Required action:
Extract all lines that hold "short" from the records below.
======== Task data ========
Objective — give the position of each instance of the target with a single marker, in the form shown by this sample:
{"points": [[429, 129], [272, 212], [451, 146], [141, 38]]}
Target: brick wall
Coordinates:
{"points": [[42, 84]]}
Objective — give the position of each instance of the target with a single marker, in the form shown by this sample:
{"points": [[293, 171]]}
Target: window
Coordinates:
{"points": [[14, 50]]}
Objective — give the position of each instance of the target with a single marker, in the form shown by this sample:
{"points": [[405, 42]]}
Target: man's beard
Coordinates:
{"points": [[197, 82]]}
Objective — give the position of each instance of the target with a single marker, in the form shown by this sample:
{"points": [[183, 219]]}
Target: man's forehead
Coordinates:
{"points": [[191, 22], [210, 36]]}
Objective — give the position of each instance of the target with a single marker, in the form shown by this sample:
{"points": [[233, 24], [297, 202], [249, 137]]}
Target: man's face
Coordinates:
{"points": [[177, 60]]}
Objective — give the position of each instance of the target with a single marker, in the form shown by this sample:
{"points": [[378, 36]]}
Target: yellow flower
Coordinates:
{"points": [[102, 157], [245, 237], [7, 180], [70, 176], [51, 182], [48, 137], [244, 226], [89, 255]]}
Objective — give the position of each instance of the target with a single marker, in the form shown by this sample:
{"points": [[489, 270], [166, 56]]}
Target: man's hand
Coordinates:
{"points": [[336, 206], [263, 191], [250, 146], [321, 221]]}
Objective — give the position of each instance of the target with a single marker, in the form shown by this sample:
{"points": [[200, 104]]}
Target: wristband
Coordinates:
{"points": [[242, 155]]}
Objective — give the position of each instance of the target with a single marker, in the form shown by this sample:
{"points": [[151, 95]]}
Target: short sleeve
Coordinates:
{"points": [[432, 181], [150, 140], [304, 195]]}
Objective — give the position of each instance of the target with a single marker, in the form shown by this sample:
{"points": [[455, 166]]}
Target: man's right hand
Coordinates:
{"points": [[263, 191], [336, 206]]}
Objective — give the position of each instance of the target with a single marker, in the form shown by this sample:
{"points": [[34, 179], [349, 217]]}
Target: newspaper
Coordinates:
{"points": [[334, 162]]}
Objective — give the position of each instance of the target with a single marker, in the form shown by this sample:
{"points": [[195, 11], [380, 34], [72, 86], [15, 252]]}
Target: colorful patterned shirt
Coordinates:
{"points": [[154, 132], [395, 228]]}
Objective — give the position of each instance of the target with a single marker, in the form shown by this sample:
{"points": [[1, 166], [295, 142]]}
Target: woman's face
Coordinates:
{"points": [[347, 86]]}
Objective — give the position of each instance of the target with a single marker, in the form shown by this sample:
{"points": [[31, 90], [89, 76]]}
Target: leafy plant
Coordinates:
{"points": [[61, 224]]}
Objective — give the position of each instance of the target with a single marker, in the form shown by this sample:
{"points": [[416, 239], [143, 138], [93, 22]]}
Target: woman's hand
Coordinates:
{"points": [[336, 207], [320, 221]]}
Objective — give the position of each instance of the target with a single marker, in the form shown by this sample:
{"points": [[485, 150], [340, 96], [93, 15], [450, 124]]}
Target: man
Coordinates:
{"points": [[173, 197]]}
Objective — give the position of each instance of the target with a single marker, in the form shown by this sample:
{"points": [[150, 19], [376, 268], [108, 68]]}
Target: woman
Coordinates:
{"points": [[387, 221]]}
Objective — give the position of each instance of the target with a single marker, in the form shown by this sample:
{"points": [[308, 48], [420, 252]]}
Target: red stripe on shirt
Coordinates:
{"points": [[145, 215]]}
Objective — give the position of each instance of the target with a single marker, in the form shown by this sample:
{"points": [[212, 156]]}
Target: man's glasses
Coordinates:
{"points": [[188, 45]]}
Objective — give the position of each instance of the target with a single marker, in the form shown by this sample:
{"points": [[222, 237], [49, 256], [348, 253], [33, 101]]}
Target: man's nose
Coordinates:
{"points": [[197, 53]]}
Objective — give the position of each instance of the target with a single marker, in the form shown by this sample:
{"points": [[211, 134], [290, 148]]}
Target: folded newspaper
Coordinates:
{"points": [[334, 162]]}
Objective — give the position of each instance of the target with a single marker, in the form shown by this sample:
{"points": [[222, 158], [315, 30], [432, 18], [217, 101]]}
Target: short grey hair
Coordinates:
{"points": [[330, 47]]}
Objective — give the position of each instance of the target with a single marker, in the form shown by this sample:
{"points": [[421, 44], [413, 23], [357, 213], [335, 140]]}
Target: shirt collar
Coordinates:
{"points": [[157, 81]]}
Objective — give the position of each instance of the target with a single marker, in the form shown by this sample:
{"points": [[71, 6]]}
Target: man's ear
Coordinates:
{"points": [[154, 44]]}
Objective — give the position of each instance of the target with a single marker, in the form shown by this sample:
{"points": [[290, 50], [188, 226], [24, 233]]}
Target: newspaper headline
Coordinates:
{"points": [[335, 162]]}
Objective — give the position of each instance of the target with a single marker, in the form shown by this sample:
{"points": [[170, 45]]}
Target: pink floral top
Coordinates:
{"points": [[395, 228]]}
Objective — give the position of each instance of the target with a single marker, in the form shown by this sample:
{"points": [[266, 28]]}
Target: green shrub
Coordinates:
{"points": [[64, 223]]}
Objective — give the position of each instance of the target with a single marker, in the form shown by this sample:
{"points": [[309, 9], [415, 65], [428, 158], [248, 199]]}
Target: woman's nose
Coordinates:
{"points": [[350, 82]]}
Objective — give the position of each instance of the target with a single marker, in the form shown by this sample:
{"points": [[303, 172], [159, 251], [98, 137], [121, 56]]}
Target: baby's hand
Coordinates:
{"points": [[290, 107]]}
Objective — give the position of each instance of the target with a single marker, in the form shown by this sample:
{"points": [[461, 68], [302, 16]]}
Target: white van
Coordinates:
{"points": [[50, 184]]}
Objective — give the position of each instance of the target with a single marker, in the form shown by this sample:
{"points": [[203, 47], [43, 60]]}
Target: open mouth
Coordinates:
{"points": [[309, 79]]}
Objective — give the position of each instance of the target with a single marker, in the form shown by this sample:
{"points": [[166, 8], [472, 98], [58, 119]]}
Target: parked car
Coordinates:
========
Response to the task:
Target: short sleeve
Target: short grey hair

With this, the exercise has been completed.